— Исходный текст —
╔══
Это решение было очень своевременно и правильно. Восстанавливались дацаны, на собрании всех буддистов Сибири избрали высших иерархов буддийской церкви – хамболаму и его заместителя, дитхамболаму. Оба они, Шарапов и Гомбоев, учились в монастырях у настоящих тибетских монахов, знали тибетский, бурятский и монгольский языки, но русский – лишь на бытовом уровне. А поскольку они сразу же вышли на международную арену и должны были встречаться с делегациями и дипломатами буддийских стран, им нужен был советник и помощник, востоковед широкого профиля, специалист по Монголии и Китаю, связанный как-то с Бурятией, сведущий в истории и практике буддизма. Выбор пал на моего отца. Он тогда заведовал сектором Монголии в Московском институте востоковедения, занимался и Внутренней Монголией, и Китаем, к тому же знал и старомонгольский язык. Именно благодаря такой должности моего отца, мне, тогда студентке третьего курса Института восточных языков, посчастливилось познакомиться с Юрием Николаевичем Рерихом, который только что вернулся на Родину, в Россию.

Почти одновременно с ним в Москву прибыл новый посол Цейлона, профессор Малаласекера, буддист и буддолог, человек широко образованный. Кроме своей дипломатической деятельности он был занят большой научной работой: трудился, в частности, над «Энциклопедией буддизма»; для составления и написания этого замечательного издания он сумел привлечь лучших специалистов мира. Он хотел, чтобы в России лучше знали его страну, и предложил читать в Институте востоковедения лекции по истории, культуре, религии и языку Цейлона.
╚══
— Представленные материалы —
╔══
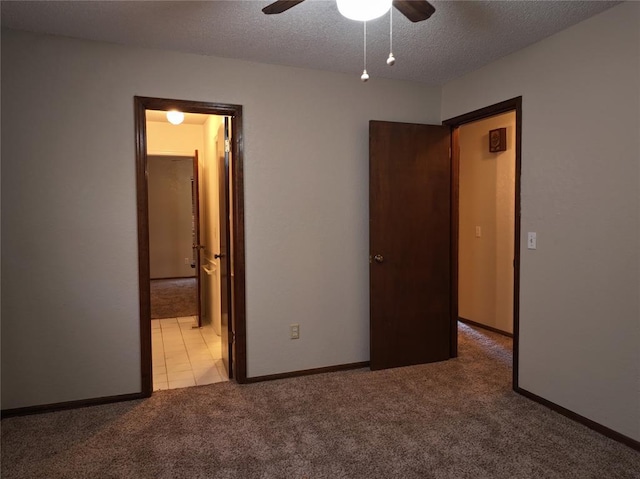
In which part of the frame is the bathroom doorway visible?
[135,97,246,395]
╚══
— Задание —
Перепишите из исходного текста дословно всё, начиная со слов «Почти одновременно с» и вниз до слов «и языку Цейлона.» включительно.

— Полный ответ —
Почти одновременно с ним в Москву прибыл новый посол Цейлона, профессор Малаласекера, буддист и буддолог, человек широко образованный. Кроме своей дипломатической деятельности он был занят большой научной работой: трудился, в частности, над «Энциклопедией буддизма»; для составления и написания этого замечательного издания он сумел привлечь лучших специалистов мира. Он хотел, чтобы в России лучше знали его страну, и предложил читать в Институте востоковедения лекции по истории, культуре, религии и языку Цейлона.